Stated problem. Condense the paragraph beginning "Crushingly for the BJP" in the article below on the BJP in Uttar Pradesh into a short list, keeping each party's seat count.

Quoted passage.
==============================

Politics
Atal Bihari Vajpayee and other BJP leaders with Mayawati in Lucknow
Three recent opinion polls conducted by leading media houses suggest that the Bharatiya Janata Party (BJP) along with two smaller allies will sweep Uttar Pradesh (UP) in the forthcoming general election.
If that happens, it will be the third sweep in a row, reminiscent of the elections of 1991, 1996, and 1998 when the BJP won over 50 seats in the state.
In the table above, the last column on the right shows UP's percentage contribution to the BJP’s national tally.
The results of the 2004 election stand out like a sore thumb. They are paradigmatically significant because the BJP’s shockingly poor performance in India’s largest state that year ended its excellent run at the Centre and allowed the Congress to form a government for 10 long years.
This slump to just 10 wins in UP meant that the Congress became the single-largest party in parliament and, by corollary, the party with a higher chance of forming a government in 2004.
Crushingly for the BJP, the Congress didn’t sweep the state either — they won only nine seats. That glory was reserved for Mulayam Singh Yadav’s Samajwadi Party (SP), which won 35 seats in alliance with the Rashtriya Lok Dal (RLD) of Ajit Singh (who won three), and Mayawati’s Bahujan Samaj Party (BSP), which won 19.
What happened in 2004? Why did the voters reject the BJP so comprehensively and unambiguously that the party lost a significant portion of a valuable vote base it had painstakingly built during the 1990s?
The answer lies within the nature of the BJP’s tremendous rise between 1989 and 1995. Lazy cynics might call it the Vinod Kambli effect, but the truth is more complicated, and has more to do with provincial dynamics than national.
The paradigm point, in this writer’s opinion (and every observer of UP politics has their favourite), was June 1995 when Mayawati withdrew its support to the SP government of Mulayam Singh Yadav to ally with the BJP and become the chief minister in his stead.
Whatever her reasons and rationalisations, this move was seen as a grave betrayal, as the SP and BSP had a pre-poll alliance in the 1993 assembly election to block the BJP out.

==============================

Data shown.
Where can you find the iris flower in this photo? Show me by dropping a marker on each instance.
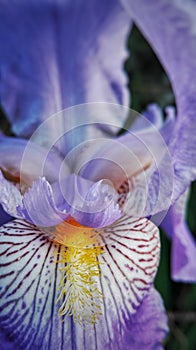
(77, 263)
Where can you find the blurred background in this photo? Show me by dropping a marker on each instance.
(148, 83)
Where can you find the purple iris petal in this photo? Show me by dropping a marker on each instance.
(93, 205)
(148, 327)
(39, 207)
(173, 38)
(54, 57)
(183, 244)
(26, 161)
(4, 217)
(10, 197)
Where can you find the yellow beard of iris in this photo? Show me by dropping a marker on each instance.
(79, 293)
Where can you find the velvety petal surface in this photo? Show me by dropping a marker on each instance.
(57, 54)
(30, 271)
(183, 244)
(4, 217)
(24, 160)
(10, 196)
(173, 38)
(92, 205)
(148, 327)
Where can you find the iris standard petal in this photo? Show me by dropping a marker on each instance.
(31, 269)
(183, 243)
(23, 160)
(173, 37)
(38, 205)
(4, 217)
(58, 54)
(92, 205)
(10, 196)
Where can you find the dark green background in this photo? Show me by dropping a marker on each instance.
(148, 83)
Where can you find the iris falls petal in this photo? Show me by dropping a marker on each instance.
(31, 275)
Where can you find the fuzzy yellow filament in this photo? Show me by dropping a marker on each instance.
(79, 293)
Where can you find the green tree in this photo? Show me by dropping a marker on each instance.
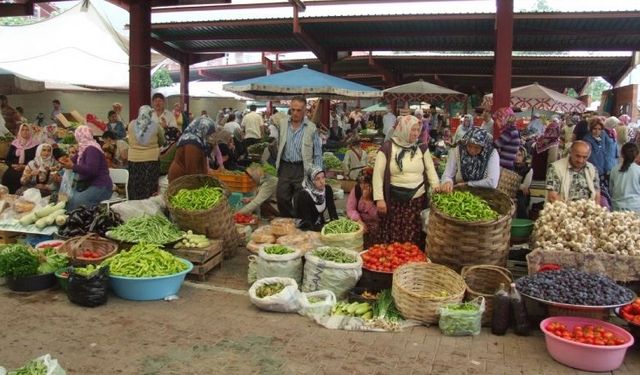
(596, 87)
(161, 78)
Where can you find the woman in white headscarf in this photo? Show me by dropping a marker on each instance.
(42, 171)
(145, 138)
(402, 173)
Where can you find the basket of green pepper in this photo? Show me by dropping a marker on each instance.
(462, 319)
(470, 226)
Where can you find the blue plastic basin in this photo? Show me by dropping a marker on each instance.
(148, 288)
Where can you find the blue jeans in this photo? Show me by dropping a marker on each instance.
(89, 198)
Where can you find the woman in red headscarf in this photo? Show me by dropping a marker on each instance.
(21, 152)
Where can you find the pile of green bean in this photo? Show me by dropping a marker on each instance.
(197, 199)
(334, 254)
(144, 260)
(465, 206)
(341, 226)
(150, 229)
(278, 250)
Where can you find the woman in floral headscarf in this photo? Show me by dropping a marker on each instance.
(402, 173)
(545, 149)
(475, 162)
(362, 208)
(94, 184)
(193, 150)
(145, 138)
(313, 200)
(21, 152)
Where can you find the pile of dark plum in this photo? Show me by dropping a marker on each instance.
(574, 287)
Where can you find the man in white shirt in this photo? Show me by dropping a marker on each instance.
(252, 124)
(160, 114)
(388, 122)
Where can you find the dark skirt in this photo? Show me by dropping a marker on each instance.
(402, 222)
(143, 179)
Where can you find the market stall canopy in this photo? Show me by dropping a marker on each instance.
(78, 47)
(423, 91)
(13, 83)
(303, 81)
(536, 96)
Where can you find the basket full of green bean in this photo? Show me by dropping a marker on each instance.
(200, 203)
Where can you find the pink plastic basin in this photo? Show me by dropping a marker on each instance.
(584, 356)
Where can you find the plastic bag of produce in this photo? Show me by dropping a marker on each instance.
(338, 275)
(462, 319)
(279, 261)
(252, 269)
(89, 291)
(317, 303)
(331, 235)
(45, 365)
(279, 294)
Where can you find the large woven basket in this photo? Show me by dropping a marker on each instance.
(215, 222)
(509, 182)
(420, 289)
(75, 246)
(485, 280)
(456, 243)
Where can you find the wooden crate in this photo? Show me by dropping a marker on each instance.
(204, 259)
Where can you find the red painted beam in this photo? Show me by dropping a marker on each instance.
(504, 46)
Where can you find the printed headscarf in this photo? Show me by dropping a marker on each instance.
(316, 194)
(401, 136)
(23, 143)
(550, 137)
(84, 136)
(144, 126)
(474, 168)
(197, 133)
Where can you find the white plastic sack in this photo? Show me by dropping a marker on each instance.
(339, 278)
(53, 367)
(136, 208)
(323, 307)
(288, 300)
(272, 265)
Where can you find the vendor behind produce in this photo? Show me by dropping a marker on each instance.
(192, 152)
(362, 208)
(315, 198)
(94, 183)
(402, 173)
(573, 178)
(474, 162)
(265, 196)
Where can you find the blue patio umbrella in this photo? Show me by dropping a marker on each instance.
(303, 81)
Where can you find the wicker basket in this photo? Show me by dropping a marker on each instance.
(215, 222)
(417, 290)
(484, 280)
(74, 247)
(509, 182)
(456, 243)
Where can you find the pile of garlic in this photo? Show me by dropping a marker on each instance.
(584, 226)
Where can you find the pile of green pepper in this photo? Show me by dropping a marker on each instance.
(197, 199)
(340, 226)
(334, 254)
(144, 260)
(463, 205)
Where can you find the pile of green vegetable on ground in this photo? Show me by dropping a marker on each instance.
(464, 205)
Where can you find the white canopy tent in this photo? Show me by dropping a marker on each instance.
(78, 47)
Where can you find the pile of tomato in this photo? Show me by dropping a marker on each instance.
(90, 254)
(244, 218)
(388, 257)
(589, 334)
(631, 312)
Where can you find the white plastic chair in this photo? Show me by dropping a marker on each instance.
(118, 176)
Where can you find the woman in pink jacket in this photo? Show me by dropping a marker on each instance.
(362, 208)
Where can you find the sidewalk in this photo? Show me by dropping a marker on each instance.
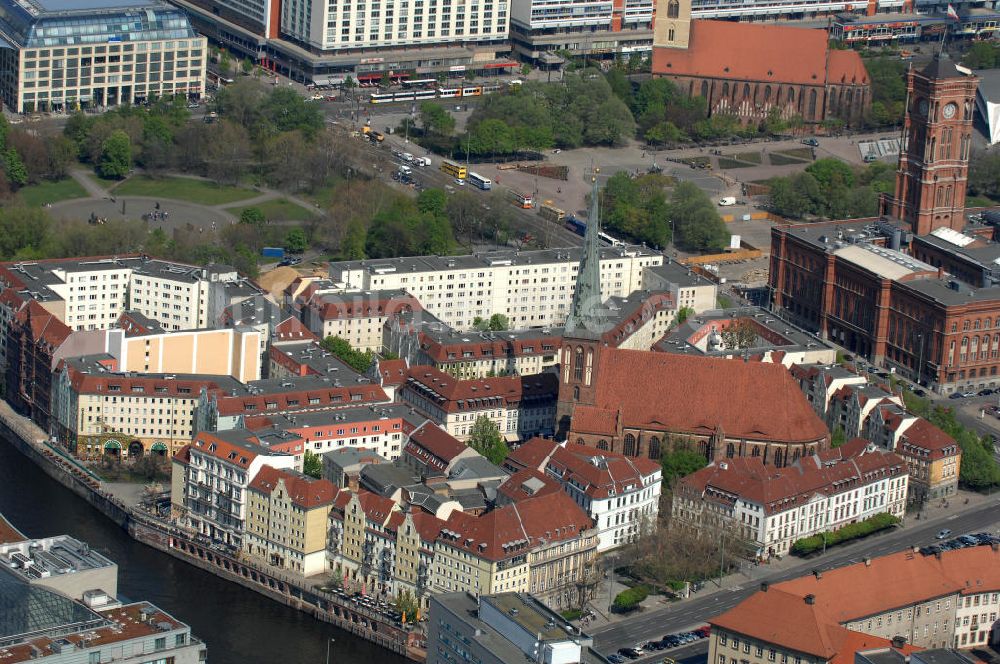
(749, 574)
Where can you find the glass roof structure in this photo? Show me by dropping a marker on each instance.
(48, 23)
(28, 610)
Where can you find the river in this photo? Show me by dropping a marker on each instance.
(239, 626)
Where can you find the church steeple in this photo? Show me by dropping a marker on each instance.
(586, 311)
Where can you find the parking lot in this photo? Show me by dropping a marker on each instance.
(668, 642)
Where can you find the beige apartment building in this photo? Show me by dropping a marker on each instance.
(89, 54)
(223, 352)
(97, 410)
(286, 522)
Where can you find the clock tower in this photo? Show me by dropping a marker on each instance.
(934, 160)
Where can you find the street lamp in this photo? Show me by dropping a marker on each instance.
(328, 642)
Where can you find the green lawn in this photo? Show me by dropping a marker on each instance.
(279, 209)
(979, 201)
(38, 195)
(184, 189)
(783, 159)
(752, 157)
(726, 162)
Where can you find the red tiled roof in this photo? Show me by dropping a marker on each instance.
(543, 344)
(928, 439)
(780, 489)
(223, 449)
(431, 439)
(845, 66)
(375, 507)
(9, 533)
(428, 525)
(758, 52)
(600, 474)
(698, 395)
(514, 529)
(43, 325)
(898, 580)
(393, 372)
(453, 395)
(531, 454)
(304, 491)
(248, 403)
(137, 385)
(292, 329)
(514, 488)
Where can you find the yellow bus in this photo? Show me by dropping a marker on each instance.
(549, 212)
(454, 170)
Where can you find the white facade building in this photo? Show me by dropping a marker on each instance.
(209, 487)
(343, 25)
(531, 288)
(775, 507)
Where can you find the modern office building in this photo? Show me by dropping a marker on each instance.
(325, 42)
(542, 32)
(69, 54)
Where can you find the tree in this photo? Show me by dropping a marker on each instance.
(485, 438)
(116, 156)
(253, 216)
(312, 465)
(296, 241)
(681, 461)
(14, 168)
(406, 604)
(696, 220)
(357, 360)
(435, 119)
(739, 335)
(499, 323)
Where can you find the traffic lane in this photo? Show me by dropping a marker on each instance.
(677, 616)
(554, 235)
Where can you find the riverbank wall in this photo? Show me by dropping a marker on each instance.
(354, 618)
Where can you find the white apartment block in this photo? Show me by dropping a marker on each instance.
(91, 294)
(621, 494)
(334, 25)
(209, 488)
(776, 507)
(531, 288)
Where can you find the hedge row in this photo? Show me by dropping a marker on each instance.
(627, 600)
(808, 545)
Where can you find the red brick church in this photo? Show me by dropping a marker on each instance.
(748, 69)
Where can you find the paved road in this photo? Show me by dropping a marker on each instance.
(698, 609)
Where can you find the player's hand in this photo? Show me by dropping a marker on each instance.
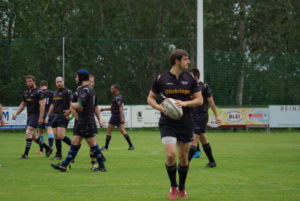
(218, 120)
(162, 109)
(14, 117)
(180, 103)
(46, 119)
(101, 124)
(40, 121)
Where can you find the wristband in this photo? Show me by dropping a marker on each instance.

==============================

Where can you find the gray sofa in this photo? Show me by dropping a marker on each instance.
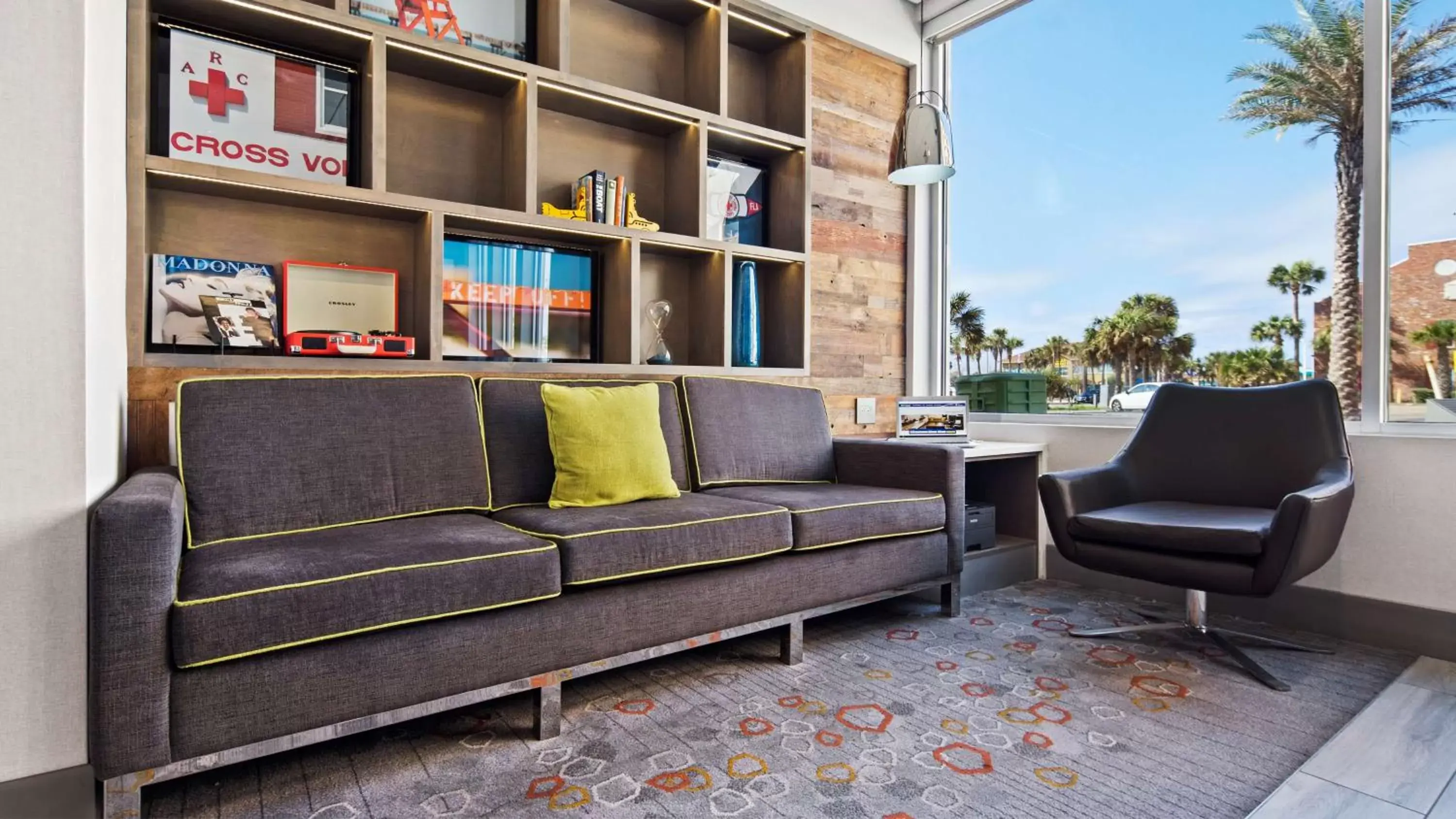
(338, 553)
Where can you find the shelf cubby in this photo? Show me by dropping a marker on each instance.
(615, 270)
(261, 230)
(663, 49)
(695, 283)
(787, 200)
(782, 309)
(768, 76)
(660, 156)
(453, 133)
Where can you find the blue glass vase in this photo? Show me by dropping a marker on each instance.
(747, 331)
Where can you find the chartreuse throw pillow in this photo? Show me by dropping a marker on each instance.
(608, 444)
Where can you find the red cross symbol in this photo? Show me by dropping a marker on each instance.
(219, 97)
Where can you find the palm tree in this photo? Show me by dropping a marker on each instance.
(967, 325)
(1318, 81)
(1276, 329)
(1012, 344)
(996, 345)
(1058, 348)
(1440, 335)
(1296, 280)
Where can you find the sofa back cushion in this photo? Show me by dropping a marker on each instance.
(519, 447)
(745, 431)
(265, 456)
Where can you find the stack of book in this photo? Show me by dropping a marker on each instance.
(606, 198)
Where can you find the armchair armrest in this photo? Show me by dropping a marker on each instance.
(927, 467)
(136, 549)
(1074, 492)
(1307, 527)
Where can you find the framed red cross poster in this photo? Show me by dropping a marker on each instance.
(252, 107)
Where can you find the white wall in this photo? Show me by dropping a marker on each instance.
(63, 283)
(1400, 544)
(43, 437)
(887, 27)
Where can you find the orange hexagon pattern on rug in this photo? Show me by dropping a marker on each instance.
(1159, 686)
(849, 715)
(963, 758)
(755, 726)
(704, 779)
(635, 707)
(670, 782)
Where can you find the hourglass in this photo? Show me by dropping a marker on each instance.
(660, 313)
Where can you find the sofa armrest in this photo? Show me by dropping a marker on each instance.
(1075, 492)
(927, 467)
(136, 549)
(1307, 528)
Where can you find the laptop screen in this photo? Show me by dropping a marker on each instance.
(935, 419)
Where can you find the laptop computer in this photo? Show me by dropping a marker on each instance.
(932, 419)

==============================

The response.
- To the BJP's dismay, the Congress did not sweep the state and won only nine seats.
- Mulayam Singh Yadav's Samajwadi Party (SP) did best, with 35 seats.
- The SP's ally, Ajit Singh's Rashtriya Lok Dal (RLD), won three.
- Mayawati's Bahujan Samaj Party (BSP) won 19.